A continued imbalance between supply and demand is set to grow rents by 6% next year, before hitting an affordability ceiling that will limit growth until 2028.
Savills predicts that the short supply of stock and tougher conditions for landlords will keep UK rental growth strong in the short-term, with 9.5% growth expected this year - higher than any other year on record – and taking total growth since the pandemic to 26%, according to Zoopla.
Rising rents are stretching renters’ finances, says Savills, which estimates that the average PRS household is spending 35.3% of their income on rent, up from 33% in 2021/22. This is even higher in the capital, at 42.5%.
Rents in the capital have grown 31% in the last two years, and as a result, renters have already exhausted their capacity to bid upwards. As a result, month-on-month rental growth has dropped from an average of 1.2% in 2022 to 0.6% in 2023.
Director Emily Williams says it’s very difficult to see where an increase in rental supply will come from in the next couple of years. She adds: “Higher borrowing costs will also keep would-be-buyers in the rental sector for longer, underpinning demand, and while some landlords will be able to transact in cash to avoid the higher cost of debt, this is unlikely to move the dial on supply. Any significant increase in stock in the sector will be delayed until 2026 and beyond, when interest rates have fallen more substantially.”
Struggles for individual private landlords suggest that institutional landlords and the build-to-rent sector will play an increasingly important role, however Savills says this depends on how easily schemes can get funding in a challenging debt market as well as their ability to get planning consent in an arguably even more challenging planning environment.

_Dataset entries_
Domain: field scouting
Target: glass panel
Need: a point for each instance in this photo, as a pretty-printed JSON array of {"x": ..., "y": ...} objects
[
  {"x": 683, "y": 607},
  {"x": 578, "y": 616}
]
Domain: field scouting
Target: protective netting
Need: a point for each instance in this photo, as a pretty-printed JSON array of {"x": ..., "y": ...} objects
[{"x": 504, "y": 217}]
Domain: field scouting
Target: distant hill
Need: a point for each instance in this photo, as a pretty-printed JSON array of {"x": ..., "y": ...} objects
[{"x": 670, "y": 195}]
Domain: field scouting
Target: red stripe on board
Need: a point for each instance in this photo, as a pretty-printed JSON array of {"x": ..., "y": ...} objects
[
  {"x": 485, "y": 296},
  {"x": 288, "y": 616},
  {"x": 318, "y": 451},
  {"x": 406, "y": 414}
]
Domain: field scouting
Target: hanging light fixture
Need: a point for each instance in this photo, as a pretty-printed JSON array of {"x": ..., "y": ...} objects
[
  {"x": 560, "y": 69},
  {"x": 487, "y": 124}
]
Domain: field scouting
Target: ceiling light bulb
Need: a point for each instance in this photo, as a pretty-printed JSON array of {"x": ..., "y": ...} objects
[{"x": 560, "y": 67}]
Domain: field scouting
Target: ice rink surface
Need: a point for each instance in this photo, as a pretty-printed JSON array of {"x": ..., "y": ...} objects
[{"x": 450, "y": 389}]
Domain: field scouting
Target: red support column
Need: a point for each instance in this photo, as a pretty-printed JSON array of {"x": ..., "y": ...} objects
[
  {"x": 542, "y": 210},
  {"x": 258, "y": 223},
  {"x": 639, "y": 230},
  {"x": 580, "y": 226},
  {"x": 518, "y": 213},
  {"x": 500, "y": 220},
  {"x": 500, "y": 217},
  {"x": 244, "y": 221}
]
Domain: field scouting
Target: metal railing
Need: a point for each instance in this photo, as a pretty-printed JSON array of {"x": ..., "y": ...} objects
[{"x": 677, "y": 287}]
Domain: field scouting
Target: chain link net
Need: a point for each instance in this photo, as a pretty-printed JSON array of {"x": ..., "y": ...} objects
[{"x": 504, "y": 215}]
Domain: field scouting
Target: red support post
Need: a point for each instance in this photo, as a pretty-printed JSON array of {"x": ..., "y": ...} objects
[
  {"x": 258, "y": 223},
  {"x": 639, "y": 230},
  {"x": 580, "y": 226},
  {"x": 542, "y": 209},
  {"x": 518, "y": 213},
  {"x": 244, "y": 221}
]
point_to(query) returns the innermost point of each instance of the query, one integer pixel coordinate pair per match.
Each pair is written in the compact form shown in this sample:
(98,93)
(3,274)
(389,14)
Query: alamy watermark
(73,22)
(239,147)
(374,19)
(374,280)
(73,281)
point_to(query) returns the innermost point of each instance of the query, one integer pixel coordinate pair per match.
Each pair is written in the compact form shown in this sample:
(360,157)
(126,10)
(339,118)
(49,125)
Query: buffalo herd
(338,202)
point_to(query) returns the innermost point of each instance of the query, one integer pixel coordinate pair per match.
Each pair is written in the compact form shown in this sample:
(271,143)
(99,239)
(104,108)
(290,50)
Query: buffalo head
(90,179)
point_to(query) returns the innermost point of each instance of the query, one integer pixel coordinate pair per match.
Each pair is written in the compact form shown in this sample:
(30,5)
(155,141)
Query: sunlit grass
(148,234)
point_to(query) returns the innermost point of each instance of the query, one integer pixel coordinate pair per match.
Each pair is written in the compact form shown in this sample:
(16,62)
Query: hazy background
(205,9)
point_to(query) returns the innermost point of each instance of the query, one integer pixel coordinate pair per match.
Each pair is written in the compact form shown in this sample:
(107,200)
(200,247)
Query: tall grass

_Required work_
What percentages of household income spent on rent does the text on UK rents report? List each one with what it refers to.

_Answer section_
- 35.3%: the average PRS household's current share of income spent on rent, as estimated by Savills
- 33%: the same share in 2021/22
- 42.5%: the share in the capital